Problems to work on:
- 1) In the piece on trans men at Wellesley College, how did Timothy introduce himself from the start?
- 2) State whether each statement agrees with the piece on trans men at Wellesley College, answering yes or no and quoting the deciding words: (a) The journalist who wrote the magazine article is Ruth Padawer. (b) The magazine article can be read without passing a pay wall. (c) Some two dozen other matriculating students at Wellesley do not identify as women.
- 3) Proceed with the piece on trans men at Wellesley College, picking up immediately after its final sentence.

Document section:
The Trans Men of Wellesley Women's College

The New York Times Sunday Magazine has a fascinating new article about the new role played by trans men at American women’s colleges. Unfortunately the article is behind the newspaper’s pay wall, but I can give you a few quotes from the article.
The journalist, Ruth Padawer, presents Timothy, one of the trans students of Wellesley College:
“From the start, Timothy introduced himself as “masculine-of-center genderqueer.” He asked everyone at Wellesley to use male pronouns and the name Timothy, which he’d chosen for himself."For the most part, everyone respected his request. After all, he wasn’t the only trans student on campus. Some two dozen other matriculating students at Wellesley don’t identify as women.
"Of those, a half-dozen or so were trans men, people born female who identified as men, some of whom had begun taking testosterone to change their bodies.
"The rest said they were transgender or genderqueer, rejecting the idea of gender entirely or identifying somewhere between female and male; many, like Timothy, called themselves transmasculine.
"Though his gender identity differed from that of most of his classmates, he generally felt comfortable at his new school.”
However, when he became the only one to run for a seat on the student-government cabinet,there was a “Campaign to Abstain” arguing that of all the people at a multiethnic women’s college who could hold the school’s “diversity” seat, the least fitting one was a white man.
However, the New York Times explains why colleges of this type normally is very tolerant of trans men, and why trans men would like to go at a women’s college in the first place:
"As women’s colleges challenged the conventions of womanhood, they drew a disproportionate number of students who identified as lesbian or bisexual. Today a small but increasing number of students at those schools do not identify as women, raising the question of what it means to be a “women’s college.”

Records supplied:
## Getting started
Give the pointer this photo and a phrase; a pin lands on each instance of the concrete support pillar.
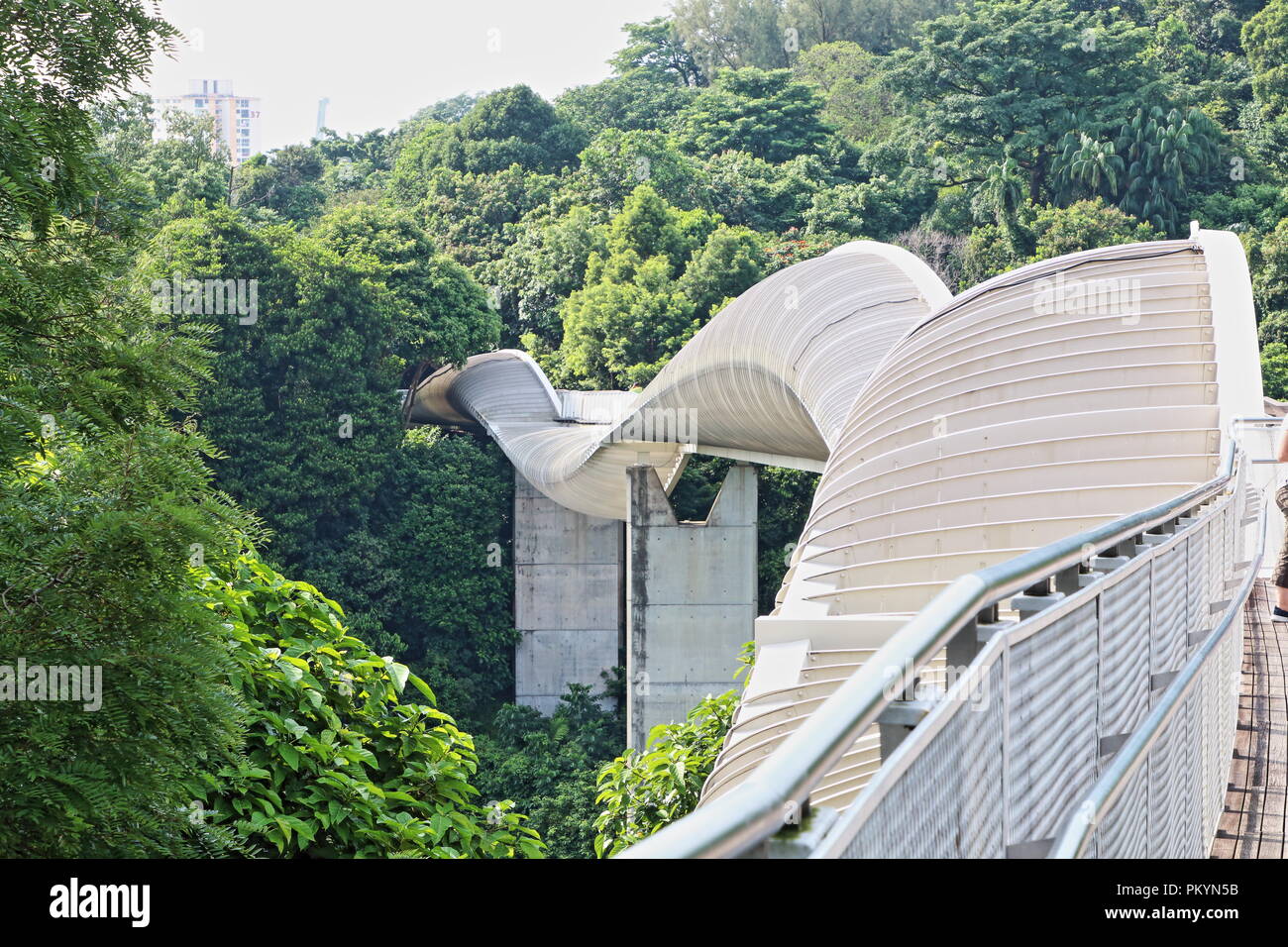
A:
(568, 596)
(691, 598)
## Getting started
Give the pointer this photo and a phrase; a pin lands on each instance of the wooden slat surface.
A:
(1252, 823)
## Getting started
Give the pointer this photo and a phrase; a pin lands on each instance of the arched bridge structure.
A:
(1013, 622)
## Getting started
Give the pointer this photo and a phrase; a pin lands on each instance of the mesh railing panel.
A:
(1003, 777)
(1051, 723)
(948, 802)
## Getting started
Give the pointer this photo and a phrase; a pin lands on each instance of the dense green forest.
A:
(185, 497)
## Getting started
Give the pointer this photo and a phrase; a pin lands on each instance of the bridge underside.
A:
(1256, 802)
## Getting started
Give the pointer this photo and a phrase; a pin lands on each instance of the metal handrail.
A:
(1076, 834)
(780, 788)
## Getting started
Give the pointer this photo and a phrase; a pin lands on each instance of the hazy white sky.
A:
(378, 60)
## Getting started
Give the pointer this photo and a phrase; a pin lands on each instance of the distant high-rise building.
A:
(236, 116)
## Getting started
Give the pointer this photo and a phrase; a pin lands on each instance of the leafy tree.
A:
(1269, 260)
(336, 764)
(657, 50)
(643, 791)
(859, 105)
(1274, 369)
(747, 189)
(287, 183)
(104, 495)
(511, 127)
(468, 214)
(640, 303)
(767, 114)
(635, 102)
(1163, 153)
(434, 309)
(1265, 38)
(730, 34)
(875, 25)
(545, 263)
(876, 209)
(450, 600)
(1004, 81)
(549, 764)
(1085, 226)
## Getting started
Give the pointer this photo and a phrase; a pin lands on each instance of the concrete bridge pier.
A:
(691, 598)
(568, 596)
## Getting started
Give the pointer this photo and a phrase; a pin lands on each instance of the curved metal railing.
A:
(754, 810)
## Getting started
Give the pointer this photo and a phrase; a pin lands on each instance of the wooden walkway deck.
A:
(1256, 801)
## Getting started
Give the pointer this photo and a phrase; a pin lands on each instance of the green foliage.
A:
(1085, 226)
(664, 273)
(103, 489)
(1006, 80)
(336, 764)
(1269, 258)
(1274, 369)
(287, 182)
(858, 103)
(765, 114)
(658, 51)
(549, 766)
(303, 401)
(511, 127)
(1265, 39)
(642, 792)
(434, 309)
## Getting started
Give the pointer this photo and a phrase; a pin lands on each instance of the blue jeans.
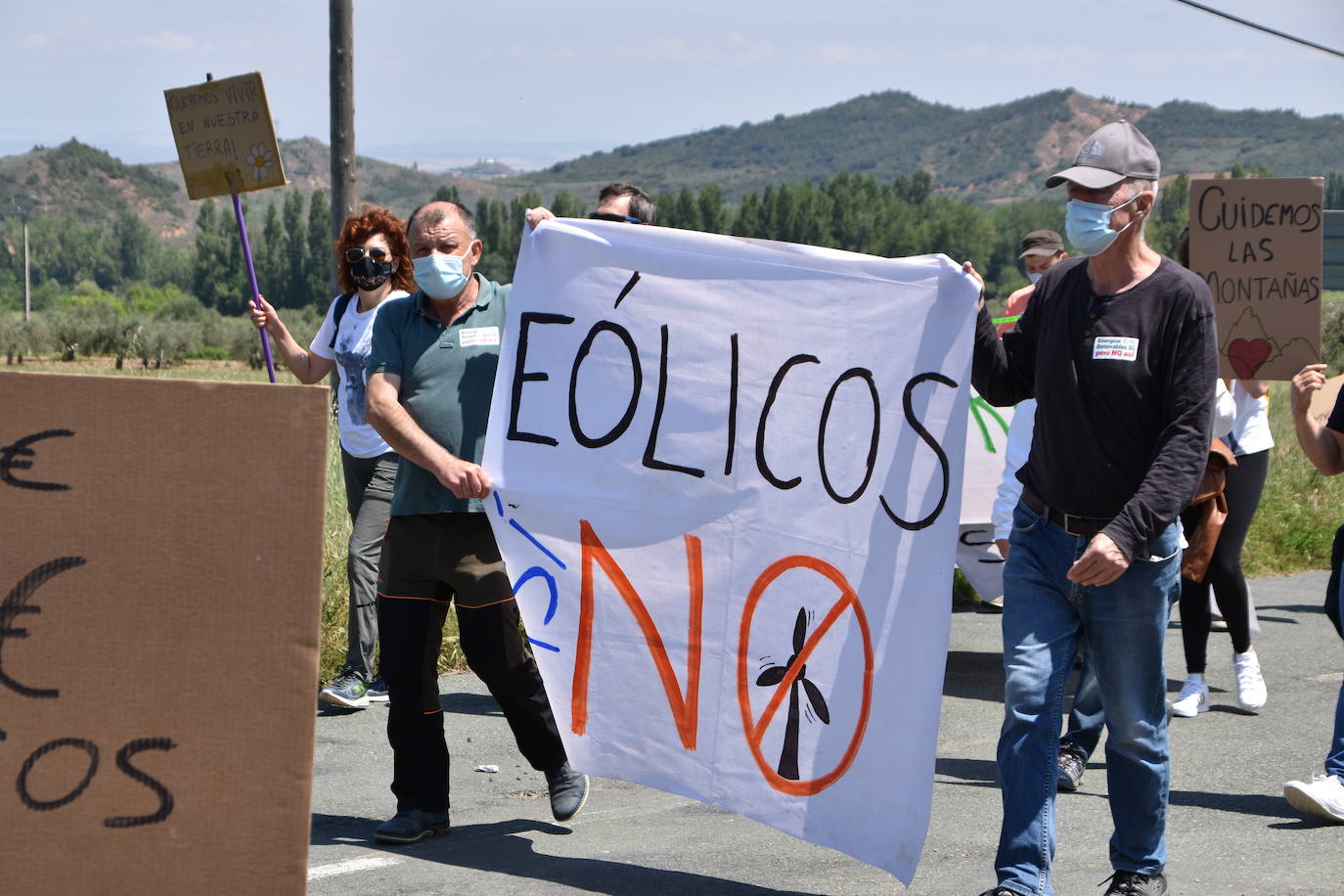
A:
(1335, 760)
(1046, 621)
(1086, 718)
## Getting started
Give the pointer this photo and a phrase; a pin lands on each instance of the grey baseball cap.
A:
(1042, 242)
(1114, 152)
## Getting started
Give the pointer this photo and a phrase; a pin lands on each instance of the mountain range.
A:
(995, 154)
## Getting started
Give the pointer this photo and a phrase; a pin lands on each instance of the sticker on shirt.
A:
(1116, 348)
(478, 336)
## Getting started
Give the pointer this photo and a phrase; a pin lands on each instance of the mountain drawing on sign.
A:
(1249, 347)
(773, 676)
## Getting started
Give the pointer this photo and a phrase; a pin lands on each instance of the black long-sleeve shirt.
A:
(1124, 388)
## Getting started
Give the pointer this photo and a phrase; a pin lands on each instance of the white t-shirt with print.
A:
(351, 356)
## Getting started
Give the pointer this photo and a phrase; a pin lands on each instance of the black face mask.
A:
(370, 274)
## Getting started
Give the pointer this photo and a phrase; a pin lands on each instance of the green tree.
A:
(295, 252)
(714, 216)
(208, 274)
(270, 256)
(1170, 216)
(686, 211)
(1335, 190)
(135, 244)
(322, 254)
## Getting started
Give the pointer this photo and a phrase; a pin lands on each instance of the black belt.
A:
(1084, 527)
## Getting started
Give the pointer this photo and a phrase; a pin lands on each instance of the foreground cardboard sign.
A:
(728, 482)
(1257, 242)
(1324, 398)
(226, 140)
(160, 563)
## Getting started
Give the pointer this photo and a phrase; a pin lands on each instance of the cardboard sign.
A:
(728, 475)
(160, 576)
(1324, 398)
(1257, 242)
(226, 140)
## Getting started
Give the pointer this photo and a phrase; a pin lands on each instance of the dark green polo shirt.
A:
(448, 377)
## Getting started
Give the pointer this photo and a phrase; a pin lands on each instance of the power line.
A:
(1251, 24)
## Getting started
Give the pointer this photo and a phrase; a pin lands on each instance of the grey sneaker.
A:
(1192, 700)
(1073, 763)
(1131, 882)
(568, 791)
(347, 691)
(1324, 797)
(410, 825)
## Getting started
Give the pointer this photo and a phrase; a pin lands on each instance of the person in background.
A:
(1324, 448)
(1249, 438)
(373, 266)
(1250, 442)
(1041, 250)
(615, 202)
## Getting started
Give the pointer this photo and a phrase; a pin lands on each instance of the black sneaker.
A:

Answers to the problems:
- 1) He introduced himself as "masculine-of-center genderqueer."

- 2)
(a) Yes: "The journalist, Ruth Padawer, presents Timothy, one of the trans students of Wellesley College"
(b) No: "Unfortunately the article is behind the newspaper’s pay wall"
(c) Yes: "Some two dozen other matriculating students at Wellesley don’t identify as women."

- 3)
“Trans students are pushing their schools to play down the women-centric message. At Wellesley, Smith, Mount Holyoke and others, they and their many supporters have successfully lobbied to scrub all female references in student government constitutions, replacing them with gender-neutral language.
"At Wellesley, they have pressed administrators and fellow students to excise talk of sisterhood, arguing that that rhetoric, rather than being uplifting, excludes other gender minorities.
"At many schools, they have also taken leadership positions long filled by women: resident advisers on dorm floors, heads of student groups and members of college government.”

Padawer also tells the story about Jesse Austin:
“Although it may seem paradoxical, Jesse Austin said he chose to attend Wellesley because being female never felt right to him.
“I figured if I was any kind of woman, I’d find it there. I knew Wellesley would have strong women. They produce a ton of strong women, strong in all sorts of ways.” When Jesse arrived on campus in the fall of 2009, his name was Sara.
"Eighteen years old, Sara wore form-fitting shirts and snug women’s jeans, because growing up in a small, conservative town in Georgia, she learned that that’s what girls were supposed to do — even though she never felt like a girl.
[…] “I had no idea that gender was something you could change,” Jesse told me recently. “I just thought I needed to make myself fit into these fixed places: There are boys, and there are girls. I knew I didn’t fit; I just didn’t know what was wrong with me.”
"Around the middle of Sara’s first year at Wellesley, she attended a presentation by trans alums, including one who was in the process of transitioning. As Sara listened, the gender dysphoria she’d always felt suddenly made sense. “It was all so clear to me,” Jesse told me. “All I needed were the words.”
Many trans male students are struggling with the fact that they are students at women’s colleges:
"When I asked Eli [Cohen] if trans men belonged at Wellesley, he said he felt torn.
"“I don’t necessarily think we have a right to women’s spaces. But I’m not going to transfer, because this is a place I love, a community I love. I realize that may be a little selfish. It may be a lot selfish.”
"Where, he wondered, should Wellesley draw a line, if a line should even be drawn? At trans men? At transmasculine students? What about students who are simply questioning their gender? Shouldn’t students be “free to explore” without fearing their decision will make them unwelcome?
"Other trans students have struggled with these questions, too. Last December, a transmasculine Wellesley student wrote an anonymous blog post that shook the school’s trans community.
The student wrote to apologize for “acting in the interest of preserving a hurtful system of privileging masculinity.”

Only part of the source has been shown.